In early days of the Web, no one heard of a Distributed Denial of Service (DDoS) attack; malware came to us through other vectors. Then in early 2000, a series of them DDoS attacks knocked off the air such popular websites as Yahoo, CNN, and Amazon. Today, DDoS attacks are thicker than fleas on a hound-dog, and are more complex than ever. They can hit your sites and your customers’ sites from more angles and they can knock out a website for minutes or even days.
Fortunately, the security defenses have been keeping up.
How bad is it? Proxleic, a DDoS mitigation company, reported that from the fourth quarter of 2012 to the fourth quarter of 2013, total DDoS attacks increased by 26%. The biggest attack Proxleic had to cope with in 2013 peaked at 170 Gigabits per second. So, tell me, how fast is your Internet connection?
In the early days, DDoS attacks went after the Internet's TCP/IP protocol. Assaults like the Ping of Death used an IP packet that exceeded the IP standard's maximum 65,536 byte size. When this fat packet arrived, it crashed systems with IP fragments that had overlapping fields.

..............................

_SET PROBLEM 1_
Do these statements agree with the passage on DDoS attacks? Answer yes or no for each, and quote the words from the passage that decide it.
(a) From the fourth quarter of 2012 to the fourth quarter of 2013, Proxleic saw total DDoS attacks rise by 26%.
(b) The Ping of Death used an IP packet smaller than the minimum size the IP standard allows.
(c) In early 2000, DDoS attacks took Yahoo, CNN, and Amazon off the air.
_SET PROBLEM 2_
Rewrite the entries below so that "store background" becomes "shop background", with nothing else changed. Don't include the pictures.

..............................

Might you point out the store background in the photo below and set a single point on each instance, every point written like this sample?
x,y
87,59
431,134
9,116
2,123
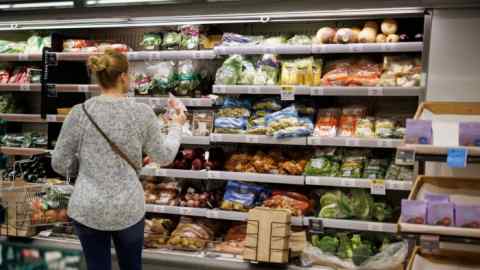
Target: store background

..............................

_WORKED ANSWER 1_
(a) Yes: "from the fourth quarter of 2012 to the fourth quarter of 2013, total DDoS attacks increased by 26%"
(b) No: "used an IP packet that exceeded the IP standard's maximum 65,536 byte size"
(c) Yes: "knocked off the air such popular websites as Yahoo, CNN, and Amazon"

_WORKED ANSWER 2_
Might you point out the shop background in the photo below and set a single point on each instance, every point written like this sample?
x,y
87,59
431,134
9,116
2,123
Target: shop background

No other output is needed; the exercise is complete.